EXPLORE THE MATERIAL >>
1) Translate this sentence from the Tommasi-Crudeli passage into Spanish: "He was elected member of Senate of the Kingdom of Italy in 1892 and served as member of the Standing Committee on Finance."
2) Retype the stretch of the Tommasi-Crudeli passage from "In between the" through "his last day.".
3) List every university named in the Tommasi-Crudeli passage.

Tommasi-Crudeli was the eldest son of Peter Tommasi (the surname Tommasi-Crudeli was adopted later) and Elisa Gatteschi. His father was a Medical Officer at Pieve Santo Stefano, and his mother a landowner. He had three brothers, Stefano, Eugenio, and Adele. He completed medical course and obtained MD degree from the University of Pisa. He went to France and Germany to have further training in pathology and worked with Rudolf Virchow at the University of Berlin. In 1859 the Second Italian War of Independence broke out which prompted Tommasi-Crudeli to go home and fight for his country. He volunteered as army physician, and was posted as lieutenant doctor among the troop called Hunters of the Apennines under the command of Giuseppe Garibaldi. He was wounded at the war front in Milazzo, and then again at Messina. By the end of the Third Italian War of Independence in 1866 his bravery had earned him Honorary Major of the 77th infantry. In 1866 he was designated by the Italian government to control an outbreak of cholera in Palermo, where the disease was rampant among the soldiers. He was successful.

In between the wars, in 1864 Tommasi-Crudeli was appointed Professor of Anatomy at the Institute of Florence. The following year, he became chair and Professor of Pathological Anatomy at the University of Palermo. He taught there till 1870. In 1870 he was offered a post at the newly established Physiological and Pathological Institute of the University of Rome. He became Director and Professor of Pathological Anatomy until his retirement in 1886. He continued as Professor Emeritus to his last day.

He was elected member of Senate of the Kingdom of Italy in 1892 and served as member of the Standing Committee on Finance.

(Photo-based referring expression data)
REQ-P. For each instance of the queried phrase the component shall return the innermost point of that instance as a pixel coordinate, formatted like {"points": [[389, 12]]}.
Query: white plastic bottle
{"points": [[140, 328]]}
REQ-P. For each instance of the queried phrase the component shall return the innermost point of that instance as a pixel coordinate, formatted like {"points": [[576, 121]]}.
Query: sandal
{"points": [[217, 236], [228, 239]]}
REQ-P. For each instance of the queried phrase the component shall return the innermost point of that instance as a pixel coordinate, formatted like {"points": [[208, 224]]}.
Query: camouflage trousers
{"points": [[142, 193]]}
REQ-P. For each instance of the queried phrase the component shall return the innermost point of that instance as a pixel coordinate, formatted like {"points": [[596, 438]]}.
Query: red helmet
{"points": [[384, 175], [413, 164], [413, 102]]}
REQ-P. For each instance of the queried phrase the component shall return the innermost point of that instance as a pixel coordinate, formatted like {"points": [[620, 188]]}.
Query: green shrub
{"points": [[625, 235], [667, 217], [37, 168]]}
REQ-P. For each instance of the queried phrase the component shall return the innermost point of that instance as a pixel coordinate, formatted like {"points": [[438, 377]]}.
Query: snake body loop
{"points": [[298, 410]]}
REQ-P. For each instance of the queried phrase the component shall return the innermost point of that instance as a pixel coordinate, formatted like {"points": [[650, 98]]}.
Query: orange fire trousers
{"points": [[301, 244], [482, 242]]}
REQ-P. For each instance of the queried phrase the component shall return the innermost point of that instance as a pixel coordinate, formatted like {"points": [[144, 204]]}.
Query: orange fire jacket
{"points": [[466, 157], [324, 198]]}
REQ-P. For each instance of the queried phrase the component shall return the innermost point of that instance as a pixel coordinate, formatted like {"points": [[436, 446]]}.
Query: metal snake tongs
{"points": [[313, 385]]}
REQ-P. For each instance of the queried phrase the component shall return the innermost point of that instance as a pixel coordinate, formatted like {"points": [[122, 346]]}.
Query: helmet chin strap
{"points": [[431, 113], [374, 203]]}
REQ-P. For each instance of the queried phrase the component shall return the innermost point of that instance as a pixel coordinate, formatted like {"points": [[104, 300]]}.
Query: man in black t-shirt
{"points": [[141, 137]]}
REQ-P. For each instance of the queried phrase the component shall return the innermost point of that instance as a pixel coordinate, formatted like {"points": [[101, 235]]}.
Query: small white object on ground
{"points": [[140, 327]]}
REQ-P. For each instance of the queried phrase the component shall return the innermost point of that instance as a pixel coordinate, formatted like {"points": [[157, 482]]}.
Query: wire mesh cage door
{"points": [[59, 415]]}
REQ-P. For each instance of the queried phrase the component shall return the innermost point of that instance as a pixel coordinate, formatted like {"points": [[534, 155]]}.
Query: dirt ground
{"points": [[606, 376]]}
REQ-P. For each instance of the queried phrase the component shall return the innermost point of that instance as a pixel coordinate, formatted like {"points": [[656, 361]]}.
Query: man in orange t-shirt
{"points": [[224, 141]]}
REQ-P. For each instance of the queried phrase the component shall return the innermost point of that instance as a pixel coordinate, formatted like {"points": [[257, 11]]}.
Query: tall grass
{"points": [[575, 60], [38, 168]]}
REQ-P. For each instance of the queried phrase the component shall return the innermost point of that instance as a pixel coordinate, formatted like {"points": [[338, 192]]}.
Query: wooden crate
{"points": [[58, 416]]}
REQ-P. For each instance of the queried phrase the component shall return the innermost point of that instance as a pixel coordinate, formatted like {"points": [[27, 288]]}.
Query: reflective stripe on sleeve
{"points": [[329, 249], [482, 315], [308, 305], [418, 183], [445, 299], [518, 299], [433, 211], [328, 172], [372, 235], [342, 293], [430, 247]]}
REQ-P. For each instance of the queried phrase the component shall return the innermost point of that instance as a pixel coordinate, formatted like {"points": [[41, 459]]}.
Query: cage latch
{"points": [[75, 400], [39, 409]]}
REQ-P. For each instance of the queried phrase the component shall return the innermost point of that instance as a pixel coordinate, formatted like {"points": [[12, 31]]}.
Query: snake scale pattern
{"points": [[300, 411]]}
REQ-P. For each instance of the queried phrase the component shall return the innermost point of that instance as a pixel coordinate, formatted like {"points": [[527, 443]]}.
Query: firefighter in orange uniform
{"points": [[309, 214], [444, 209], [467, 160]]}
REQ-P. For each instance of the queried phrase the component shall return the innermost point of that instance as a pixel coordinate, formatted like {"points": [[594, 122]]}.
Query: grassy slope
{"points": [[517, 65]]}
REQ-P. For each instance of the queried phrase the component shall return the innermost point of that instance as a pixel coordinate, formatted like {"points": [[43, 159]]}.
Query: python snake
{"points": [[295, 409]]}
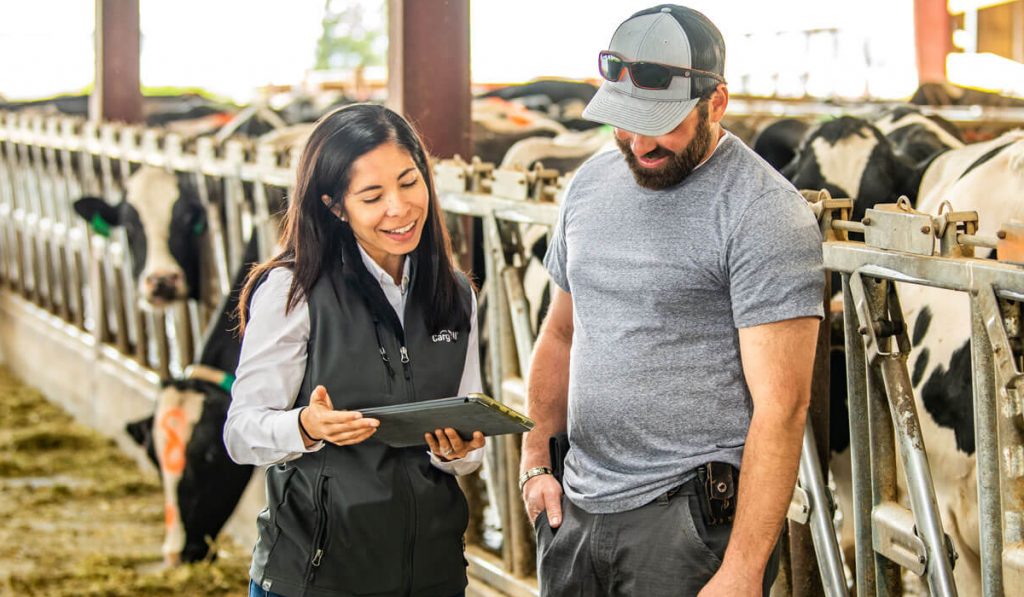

WRITTEN ANSWERS >>
1) Fue elegido miembro del Senado del Reino de Italia en 1892 y formó parte de la Comisión Permanente de Finanzas.

2)
In between the wars, in 1864 Tommasi-Crudeli was appointed Professor of Anatomy at the Institute of Florence. The following year, he became chair and Professor of Pathological Anatomy at the University of Palermo. He taught there till 1870. In 1870 he was offered a post at the newly established Physiological and Pathological Institute of the University of Rome. He became Director and Professor of Pathological Anatomy until his retirement in 1886. He continued as Professor Emeritus to his last day.

3)
University of Pisa
University of Berlin
University of Palermo
University of Rome